**GIVEN DATA**
+++
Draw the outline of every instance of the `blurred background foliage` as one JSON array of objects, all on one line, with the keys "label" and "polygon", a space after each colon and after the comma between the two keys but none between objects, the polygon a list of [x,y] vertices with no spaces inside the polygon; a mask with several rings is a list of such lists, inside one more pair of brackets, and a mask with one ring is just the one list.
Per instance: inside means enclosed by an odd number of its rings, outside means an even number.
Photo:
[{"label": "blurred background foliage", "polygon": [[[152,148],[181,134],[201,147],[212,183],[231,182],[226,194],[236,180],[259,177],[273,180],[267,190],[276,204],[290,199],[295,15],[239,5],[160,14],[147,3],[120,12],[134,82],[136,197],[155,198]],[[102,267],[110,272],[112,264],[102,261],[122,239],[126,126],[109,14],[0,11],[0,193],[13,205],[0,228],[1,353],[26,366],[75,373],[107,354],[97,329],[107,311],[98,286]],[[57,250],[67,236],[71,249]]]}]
+++
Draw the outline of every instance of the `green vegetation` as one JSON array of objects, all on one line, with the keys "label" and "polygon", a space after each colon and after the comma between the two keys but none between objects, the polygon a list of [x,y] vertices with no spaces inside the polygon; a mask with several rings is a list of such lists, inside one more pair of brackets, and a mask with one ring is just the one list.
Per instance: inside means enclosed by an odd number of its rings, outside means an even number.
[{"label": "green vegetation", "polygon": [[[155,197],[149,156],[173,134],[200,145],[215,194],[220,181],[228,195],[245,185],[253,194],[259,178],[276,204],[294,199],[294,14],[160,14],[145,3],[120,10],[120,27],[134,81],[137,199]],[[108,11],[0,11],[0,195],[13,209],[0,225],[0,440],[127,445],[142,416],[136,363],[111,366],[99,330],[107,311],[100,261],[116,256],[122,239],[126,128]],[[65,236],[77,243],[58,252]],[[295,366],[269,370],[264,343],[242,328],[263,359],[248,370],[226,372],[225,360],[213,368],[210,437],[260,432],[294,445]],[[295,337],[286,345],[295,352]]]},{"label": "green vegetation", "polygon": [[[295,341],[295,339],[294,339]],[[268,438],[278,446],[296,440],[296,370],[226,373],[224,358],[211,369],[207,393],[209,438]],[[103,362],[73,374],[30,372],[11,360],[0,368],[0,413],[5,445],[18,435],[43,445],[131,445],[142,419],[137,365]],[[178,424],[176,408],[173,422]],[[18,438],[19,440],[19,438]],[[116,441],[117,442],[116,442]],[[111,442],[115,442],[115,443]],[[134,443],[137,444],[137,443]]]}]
+++
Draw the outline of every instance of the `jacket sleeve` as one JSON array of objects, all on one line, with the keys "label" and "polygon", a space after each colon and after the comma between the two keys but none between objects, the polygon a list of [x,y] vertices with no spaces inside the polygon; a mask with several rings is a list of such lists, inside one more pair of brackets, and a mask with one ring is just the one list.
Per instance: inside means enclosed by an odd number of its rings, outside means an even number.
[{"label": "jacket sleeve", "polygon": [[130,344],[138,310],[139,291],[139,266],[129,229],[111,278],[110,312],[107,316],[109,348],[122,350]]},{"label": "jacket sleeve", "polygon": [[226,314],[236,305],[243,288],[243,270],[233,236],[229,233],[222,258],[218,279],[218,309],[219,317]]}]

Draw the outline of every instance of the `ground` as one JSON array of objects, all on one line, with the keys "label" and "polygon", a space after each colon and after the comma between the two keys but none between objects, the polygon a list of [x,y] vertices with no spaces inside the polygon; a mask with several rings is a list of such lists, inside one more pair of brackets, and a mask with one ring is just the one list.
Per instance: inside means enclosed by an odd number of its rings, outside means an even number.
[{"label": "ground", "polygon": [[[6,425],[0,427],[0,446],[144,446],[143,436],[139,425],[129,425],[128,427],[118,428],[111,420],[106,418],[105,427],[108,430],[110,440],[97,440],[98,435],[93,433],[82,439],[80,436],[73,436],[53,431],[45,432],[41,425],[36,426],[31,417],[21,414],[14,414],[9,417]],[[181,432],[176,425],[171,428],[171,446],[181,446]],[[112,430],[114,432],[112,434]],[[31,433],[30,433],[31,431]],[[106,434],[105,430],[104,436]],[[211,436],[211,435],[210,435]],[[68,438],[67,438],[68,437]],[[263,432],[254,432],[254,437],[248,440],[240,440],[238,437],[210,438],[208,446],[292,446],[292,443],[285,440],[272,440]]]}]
+++
**PROBLEM TO SOLVE**
How many lines in the rows above contain the string "lists"? Case counts; reply with the number only.

**TASK RESPONSE**
4